Excerpted passage:
# My FOTD for mscuppycakes!



## DevinGirl (Jan 5, 2008)

I guess it's kind of weird to dedicate a FOTD to someone, but that's what I'm doing.  She's been an amazing friend to me during some particularly hard times.  When I got back from my trip to CO - I had a package waiting from her.  It contained some eyeshadows (amongst other goodies) that I've been wanting for a long long time.  Her selflessness has been such an emotional lifesaver for me & I wanted to pretty myself up in mscuppycake's honor!  
	

	
	
		
		

		
			





I used:

[face]
MAC P+P Primer
MAC SFF in NC40
MAC blushes in Honor & Blunt
LureMinerals blush in Apple Taffy

[eyes]
UD PP
MAC e/s in Gesso, Bottle Green & Parrot
Bare Minerals e/l in Black Emerald
MAC water-based mixing medium
P.F. Shimmer Strips in Vegas Strip (I used the lightest strip)
CoverGirl Fantastic Lash mascara in Very Black
Rimmel eyebrow pencil in Dark Brown

[lips]
L'Oreal l/g in Melon Punch





















Thanks for looking!  
	

	
	
		
		

		
		
	


	


​


----------



## shandhra (Jan 5, 2008)

fantastic, you are so gorgeous!!!


----------



## ashleydenise (Jan 5, 2008)

ohhh i'm lovin the look!!!


----------



## sassygirl224 (Jan 5, 2008)

OMG, your blending is just amazing!!!!!!! Love this combo, you look gorgeous


----------



## Hilly (Jan 5, 2008)

new highlights? Love them!!!!
Love this look!!!!


----------



## belldandy13 (Jan 5, 2008)

you are so darn pretty!


----------



## QTAllStarGurl (Jan 5, 2008)

aww how sweet....u look really pretty as usual!!


----------



## kattybadatty (Jan 5, 2008)

great job girlie!~


----------



## Eemaan (Jan 5, 2008)

abolsutely stunning. where is the bottle green eyeshadow from? never heard of it


----------



## BlueRose (Jan 5, 2008)

Fantastic, love it, love the color combo.TUT pleeease ;p


----------



## ashley_v85 (Jan 5, 2008)

Oh wow, I LOVE this!!! It's gorgeous.

Challenge:
Reproduce the section of the makeup forum thread starting with "OMG, your blending" and going on through "Love this look!!!!".

(Stored entries)
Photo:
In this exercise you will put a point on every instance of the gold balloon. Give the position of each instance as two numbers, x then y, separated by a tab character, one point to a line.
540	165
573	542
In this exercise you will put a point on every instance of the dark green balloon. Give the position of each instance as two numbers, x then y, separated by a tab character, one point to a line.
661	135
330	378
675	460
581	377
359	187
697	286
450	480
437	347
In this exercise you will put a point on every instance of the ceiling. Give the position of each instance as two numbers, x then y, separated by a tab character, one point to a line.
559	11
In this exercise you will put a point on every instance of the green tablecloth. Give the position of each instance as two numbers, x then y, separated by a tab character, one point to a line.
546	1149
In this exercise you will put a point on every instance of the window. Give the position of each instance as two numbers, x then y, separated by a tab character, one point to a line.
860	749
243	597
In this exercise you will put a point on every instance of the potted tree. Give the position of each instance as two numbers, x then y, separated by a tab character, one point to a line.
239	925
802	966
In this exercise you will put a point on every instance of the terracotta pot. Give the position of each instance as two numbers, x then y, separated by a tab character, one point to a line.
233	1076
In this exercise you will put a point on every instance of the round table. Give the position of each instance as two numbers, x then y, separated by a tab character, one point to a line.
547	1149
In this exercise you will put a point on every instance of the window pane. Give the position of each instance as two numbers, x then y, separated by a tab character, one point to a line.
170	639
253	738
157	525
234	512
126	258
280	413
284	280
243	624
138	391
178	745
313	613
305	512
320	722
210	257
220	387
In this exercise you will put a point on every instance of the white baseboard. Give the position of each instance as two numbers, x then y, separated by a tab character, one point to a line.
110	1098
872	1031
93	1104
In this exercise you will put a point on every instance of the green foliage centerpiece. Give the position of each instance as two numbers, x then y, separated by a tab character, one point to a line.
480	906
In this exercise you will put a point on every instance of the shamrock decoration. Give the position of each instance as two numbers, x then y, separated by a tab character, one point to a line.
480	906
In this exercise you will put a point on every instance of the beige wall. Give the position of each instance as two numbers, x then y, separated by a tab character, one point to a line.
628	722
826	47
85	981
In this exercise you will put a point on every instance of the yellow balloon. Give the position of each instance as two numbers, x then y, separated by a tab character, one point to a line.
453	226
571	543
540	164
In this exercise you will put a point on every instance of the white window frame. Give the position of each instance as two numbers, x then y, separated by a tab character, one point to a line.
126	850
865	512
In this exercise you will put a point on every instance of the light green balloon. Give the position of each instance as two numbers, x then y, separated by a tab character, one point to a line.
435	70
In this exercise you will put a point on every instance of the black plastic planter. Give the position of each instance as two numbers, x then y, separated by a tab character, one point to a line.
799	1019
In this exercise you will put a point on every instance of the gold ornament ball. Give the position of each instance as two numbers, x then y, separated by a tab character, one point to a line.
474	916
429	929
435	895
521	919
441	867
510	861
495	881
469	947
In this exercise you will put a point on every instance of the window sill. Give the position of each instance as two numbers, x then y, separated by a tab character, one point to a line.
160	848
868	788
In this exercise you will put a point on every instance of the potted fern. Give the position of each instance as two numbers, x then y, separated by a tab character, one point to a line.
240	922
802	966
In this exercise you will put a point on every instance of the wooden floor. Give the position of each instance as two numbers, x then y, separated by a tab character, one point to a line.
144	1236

Answer to this exercise:
OMG, your blending is just amazing!!!!!!! Love this combo, you look gorgeous


----------



## Hilly (Jan 5, 2008)

new highlights? Love them!!!!
Love this look!!!!